## Document text:
This isn't just some nice program. This has real results for our economy, for gross national product growth, economic growth, for a skilled workforce. Fill in the blank. You could add 10 themes to that in terms of the impact of the legislation. But you have to be careful. In the midst of this health care reform debate, we have to make sure we don't do what some have urged which is to take the Children's Health Insurance Program, this program that we know works, and drop that into the health insurance
exchange that will be created as a result of this bill. The exchange is a good idea to cover a lot of people. It just happens to be a bad idea when it comes to merging or putting the Children's Health Insurance Program in there. It needs to remain a stand-alone program.
One of the reasons why we can say we are at that point where it is a stand-alone program still is because during the debate in the Finance Committee, Senator Rockefeller of West Virginia ensured that we kept the Children's Health Insurance Program out of the exchange and that the program would continue until 2019. Unfortunately, the House doesn't have the same provisions, and we want to make sure we do that by the end of the debate.
I filed an amendment today to make sure that children are protected by health care reform, so we can truly say that no child is worse off as a result of our health care reform bill. In a nutshell, this amendment will strengthen and safeguard health care for children in CHIP from now until 2019 and beyond with whatever changes the future of health care reform brings.
I will provide a couple of highlights. It continues funding through 2019. It ensures that children have access to the essential care they need. It streamlines and simplifies enrollment. The amendment also provides financial incentives for States to increase enrollment of eligible but uninsured children and calls for a study of children under the Children's Health Insurance Program compared to coverage of children under the so-called insurance exchange.
These are just some highlights of my amendment. I will be talking more about it.

## Activity:
Print the passage of the speech on the Children's Health Insurance Program word for word, starting at the words "I filed an amendment" and stopping after "so-called insurance exchange.". The entries that come next play no part in this.

## Referring expression data:
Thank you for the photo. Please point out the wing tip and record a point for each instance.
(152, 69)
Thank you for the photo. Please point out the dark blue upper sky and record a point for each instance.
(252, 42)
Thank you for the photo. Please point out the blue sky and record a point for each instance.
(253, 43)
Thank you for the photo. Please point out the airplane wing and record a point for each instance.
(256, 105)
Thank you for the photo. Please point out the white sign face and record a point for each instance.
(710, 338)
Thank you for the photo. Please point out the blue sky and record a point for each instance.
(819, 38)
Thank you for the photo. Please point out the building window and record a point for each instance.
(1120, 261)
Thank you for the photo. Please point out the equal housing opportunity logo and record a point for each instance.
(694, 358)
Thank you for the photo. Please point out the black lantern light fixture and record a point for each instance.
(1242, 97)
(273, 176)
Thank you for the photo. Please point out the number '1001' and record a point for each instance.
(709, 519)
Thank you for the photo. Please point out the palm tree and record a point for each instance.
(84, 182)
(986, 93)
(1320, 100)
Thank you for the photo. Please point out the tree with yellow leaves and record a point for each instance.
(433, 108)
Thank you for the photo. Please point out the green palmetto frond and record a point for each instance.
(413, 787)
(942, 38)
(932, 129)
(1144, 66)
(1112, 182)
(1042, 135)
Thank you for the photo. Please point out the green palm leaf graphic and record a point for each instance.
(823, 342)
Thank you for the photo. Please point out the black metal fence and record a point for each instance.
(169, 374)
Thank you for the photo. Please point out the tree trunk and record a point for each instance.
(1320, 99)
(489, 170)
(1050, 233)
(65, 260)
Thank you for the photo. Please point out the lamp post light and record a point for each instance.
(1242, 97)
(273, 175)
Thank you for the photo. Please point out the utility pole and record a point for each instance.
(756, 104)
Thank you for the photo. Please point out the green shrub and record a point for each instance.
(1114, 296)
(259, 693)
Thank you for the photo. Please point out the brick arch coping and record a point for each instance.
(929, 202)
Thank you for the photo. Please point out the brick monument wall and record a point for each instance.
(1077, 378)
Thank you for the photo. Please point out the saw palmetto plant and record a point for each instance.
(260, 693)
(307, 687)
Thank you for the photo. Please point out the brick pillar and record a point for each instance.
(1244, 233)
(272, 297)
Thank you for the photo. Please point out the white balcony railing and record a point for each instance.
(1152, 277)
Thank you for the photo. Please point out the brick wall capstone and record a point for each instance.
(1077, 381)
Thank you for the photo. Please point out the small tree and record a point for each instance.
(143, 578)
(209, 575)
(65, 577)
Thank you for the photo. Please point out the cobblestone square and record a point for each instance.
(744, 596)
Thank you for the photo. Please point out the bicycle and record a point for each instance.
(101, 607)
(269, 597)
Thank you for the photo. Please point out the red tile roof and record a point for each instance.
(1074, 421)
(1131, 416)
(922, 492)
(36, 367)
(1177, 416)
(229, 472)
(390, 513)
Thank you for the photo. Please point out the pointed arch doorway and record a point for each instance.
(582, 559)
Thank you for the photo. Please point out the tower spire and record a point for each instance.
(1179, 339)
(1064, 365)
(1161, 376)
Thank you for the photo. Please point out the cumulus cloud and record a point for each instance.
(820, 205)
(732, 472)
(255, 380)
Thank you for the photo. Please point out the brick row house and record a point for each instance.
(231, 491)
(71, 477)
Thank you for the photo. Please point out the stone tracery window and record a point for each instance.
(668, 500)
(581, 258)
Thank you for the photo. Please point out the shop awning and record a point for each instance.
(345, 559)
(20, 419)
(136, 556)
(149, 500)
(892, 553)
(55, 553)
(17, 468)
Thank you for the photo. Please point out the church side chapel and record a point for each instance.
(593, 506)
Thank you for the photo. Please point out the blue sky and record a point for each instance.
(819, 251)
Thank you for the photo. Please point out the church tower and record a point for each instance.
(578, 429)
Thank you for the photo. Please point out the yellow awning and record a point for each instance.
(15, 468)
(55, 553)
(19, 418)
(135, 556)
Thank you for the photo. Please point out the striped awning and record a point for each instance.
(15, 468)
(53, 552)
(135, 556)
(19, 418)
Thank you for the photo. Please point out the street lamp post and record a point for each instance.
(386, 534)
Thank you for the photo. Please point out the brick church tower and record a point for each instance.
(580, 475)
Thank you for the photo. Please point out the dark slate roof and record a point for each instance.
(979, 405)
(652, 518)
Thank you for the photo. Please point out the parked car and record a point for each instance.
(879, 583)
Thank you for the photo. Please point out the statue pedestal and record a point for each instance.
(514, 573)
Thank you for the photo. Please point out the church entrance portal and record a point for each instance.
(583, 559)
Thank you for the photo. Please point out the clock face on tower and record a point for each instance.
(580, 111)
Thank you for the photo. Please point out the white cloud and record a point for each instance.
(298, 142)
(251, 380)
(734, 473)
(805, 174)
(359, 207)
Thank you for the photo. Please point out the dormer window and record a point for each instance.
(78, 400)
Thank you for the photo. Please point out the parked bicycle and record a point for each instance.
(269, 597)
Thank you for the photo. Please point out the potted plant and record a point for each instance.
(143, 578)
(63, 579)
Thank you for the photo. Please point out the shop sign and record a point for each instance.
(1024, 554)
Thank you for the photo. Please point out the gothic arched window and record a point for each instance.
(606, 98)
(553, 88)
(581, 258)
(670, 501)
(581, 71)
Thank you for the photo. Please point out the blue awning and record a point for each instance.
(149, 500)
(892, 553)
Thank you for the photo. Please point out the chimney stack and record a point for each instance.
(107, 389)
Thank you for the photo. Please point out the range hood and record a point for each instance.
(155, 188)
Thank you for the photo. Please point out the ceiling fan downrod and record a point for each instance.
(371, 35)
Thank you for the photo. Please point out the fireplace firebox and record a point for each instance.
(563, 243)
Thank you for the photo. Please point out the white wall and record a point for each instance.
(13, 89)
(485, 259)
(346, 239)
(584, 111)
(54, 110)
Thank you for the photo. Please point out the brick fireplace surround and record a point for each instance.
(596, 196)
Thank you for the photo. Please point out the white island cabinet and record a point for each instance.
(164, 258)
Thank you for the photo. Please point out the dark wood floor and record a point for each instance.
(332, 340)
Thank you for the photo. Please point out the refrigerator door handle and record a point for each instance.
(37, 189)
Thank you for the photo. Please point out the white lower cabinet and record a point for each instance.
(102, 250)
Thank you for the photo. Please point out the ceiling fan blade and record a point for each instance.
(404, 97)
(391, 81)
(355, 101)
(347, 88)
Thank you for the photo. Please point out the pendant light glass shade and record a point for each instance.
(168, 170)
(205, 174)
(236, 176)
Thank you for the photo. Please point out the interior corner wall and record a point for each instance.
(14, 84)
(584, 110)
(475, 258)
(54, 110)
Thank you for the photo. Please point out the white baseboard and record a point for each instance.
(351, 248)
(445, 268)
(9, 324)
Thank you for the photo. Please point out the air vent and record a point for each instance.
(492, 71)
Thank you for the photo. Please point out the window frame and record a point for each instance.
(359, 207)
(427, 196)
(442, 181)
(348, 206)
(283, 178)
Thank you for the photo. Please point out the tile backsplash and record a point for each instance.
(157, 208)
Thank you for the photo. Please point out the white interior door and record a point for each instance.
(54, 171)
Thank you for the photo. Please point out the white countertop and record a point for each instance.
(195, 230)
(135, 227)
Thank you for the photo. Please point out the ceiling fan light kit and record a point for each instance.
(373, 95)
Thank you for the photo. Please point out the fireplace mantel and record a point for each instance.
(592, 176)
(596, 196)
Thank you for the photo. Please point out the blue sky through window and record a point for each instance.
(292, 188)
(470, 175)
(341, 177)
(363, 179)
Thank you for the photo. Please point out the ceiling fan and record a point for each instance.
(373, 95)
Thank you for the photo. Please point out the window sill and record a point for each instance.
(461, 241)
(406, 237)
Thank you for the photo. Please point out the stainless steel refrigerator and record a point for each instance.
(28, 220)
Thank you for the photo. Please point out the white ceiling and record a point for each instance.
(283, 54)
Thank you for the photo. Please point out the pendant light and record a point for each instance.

## Written reply:
I filed an amendment today to make sure that children are protected by health care reform, so we can truly say that no child is worse off as a result of our health care reform bill. In a nutshell, this amendment will strengthen and safeguard health care for children in CHIP from now until 2019 and beyond with whatever changes the future of health care reform brings.
I will provide a couple of highlights. It continues funding through 2019. It ensures that children have access to the essential care they need. It streamlines and simplifies enrollment. The amendment also provides financial incentives for States to increase enrollment of eligible but uninsured children and calls for a study of children under the Children's Health Insurance Program compared to coverage of children under the so-called insurance exchange.